(Document text):
◇ ◇ ◇ ◇ ◇ ◇ ◇

Welcome to the Diabetes Patient Readmission Prediction repository! This project is aimed at developing a machine-learning model to predict whether a diabetes patient is likely to be readmitted to the hospital within 30 days. Predicting readmission can help healthcare providers better allocate resources and improve patient care.
Diabetes is a chronic condition that requires continuous monitoring and management. Hospital readmissions for diabetic patients can be costly and stressful for both patients and healthcare providers. Predicting readmission risk can enable healthcare professionals to take proactive measures to prevent readmission, improve patient outcomes, and reduce healthcare costs.

◇ ◇ ◇ ◇ ◇ ◇ ◇

(Task description): Copy the passage of the diabetes readmission text that begins at "Diabetes is a" and stops after "reduce healthcare costs.", replacing "chronic condition" with "long-term condition".

◇ ◇ ◇ ◇ ◇ ◇ ◇

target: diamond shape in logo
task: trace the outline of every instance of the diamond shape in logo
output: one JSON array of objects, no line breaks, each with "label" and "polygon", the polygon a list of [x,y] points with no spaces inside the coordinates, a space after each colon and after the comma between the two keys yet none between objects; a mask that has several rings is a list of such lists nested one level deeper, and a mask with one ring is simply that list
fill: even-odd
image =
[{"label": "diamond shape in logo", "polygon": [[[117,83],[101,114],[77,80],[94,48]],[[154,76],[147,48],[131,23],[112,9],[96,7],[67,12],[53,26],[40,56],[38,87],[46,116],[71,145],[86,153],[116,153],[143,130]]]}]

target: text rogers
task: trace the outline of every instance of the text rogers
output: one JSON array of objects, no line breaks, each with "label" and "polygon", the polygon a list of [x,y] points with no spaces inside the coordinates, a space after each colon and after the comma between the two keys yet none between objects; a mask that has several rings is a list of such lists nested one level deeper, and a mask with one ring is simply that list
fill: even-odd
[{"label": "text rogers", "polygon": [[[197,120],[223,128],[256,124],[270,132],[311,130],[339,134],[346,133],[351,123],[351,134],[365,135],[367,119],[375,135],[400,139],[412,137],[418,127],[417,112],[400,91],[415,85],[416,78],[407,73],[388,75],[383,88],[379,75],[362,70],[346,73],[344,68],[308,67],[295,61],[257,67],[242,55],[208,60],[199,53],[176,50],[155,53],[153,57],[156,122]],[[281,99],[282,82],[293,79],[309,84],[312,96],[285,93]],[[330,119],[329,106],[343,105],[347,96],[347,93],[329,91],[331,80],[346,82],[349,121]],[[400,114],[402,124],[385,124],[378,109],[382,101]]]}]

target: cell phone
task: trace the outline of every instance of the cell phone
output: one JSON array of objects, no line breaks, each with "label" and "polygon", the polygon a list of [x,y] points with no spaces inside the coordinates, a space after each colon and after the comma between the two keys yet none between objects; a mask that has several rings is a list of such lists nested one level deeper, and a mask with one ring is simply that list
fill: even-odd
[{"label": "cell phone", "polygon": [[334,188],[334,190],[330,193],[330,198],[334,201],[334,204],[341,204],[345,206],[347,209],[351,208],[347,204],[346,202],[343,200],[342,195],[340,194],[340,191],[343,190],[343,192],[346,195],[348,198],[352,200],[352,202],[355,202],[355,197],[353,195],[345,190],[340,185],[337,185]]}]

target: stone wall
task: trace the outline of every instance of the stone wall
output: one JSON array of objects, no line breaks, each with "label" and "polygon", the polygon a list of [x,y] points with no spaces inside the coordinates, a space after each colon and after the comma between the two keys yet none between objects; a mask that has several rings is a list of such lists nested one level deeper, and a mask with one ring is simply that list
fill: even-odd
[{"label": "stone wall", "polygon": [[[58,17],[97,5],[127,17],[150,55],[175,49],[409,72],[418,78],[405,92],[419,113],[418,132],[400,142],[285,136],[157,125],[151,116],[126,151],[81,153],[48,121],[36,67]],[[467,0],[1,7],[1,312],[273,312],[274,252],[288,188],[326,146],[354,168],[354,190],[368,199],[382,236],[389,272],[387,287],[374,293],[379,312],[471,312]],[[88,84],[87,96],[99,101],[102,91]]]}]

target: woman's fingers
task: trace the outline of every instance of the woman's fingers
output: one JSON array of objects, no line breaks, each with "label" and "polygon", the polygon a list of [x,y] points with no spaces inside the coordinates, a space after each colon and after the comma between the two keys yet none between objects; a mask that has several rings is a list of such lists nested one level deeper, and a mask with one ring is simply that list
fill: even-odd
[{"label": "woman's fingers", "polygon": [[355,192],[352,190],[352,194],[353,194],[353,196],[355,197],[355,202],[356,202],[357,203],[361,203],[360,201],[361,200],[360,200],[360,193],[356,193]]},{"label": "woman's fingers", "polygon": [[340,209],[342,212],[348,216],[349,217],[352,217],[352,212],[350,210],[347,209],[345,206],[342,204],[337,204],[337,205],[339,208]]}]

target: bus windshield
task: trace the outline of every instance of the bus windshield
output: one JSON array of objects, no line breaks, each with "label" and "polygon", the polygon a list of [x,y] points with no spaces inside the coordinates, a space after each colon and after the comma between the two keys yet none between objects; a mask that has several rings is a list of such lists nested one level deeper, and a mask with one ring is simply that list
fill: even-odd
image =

◇ ◇ ◇ ◇ ◇ ◇ ◇

(Result):
Diabetes is a long-term condition that requires continuous monitoring and management. Hospital readmissions for diabetic patients can be costly and stressful for both patients and healthcare providers. Predicting readmission risk can enable healthcare professionals to take proactive measures to prevent readmission, improve patient outcomes, and reduce healthcare costs.